───── Passage to read ─────

You can find out more about Ravi Zacharias and the team at www.rzim.org. I have no right to violate you as an individual. I have no right to violate your property. I have no right to invade your life because you are made in the image of God. You have a right to make your choices. I have no right to stand in the way of your choices either.

But the choices will always have consequences. And so what I say to you is God gives you the greatest compliment in telling you you're made in our good day. Whose image is on you?

How does that image give you unique value? And what does that have to do with the existence of God? Hello and welcome to Let My People Think with author and apologist Ravi Zacharias. Last week Ravi began looking at how the Judeo-Christian worldview brings the answer to the questions of morality meaning hope and love. Today we bring the conclusion to that message titled Living in Critical Times.

─────

→ Problems
1. Reproduce the Let My People Think excerpt word for word, starting at "You can find" and ending at "your choices either.".
2. In the Let My People Think excerpt, list everything the speaker says "I have no right to" do.
The data that follows is separate material and has no connection to the Let My People Think excerpt.

───── Data segment ─────

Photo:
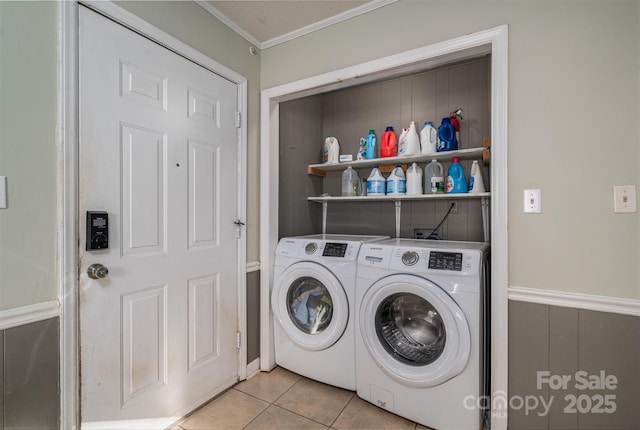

─────

→ Answers for this exercise
1.
You can find out more about Ravi Zacharias and the team at www.rzim.org. I have no right to violate you as an individual. I have no right to violate your property. I have no right to invade your life because you are made in the image of God. You have a right to make your choices. I have no right to stand in the way of your choices either.

2.
- Violate you as an individual
- Violate your property
- Invade your life
- Stand in the way of your choices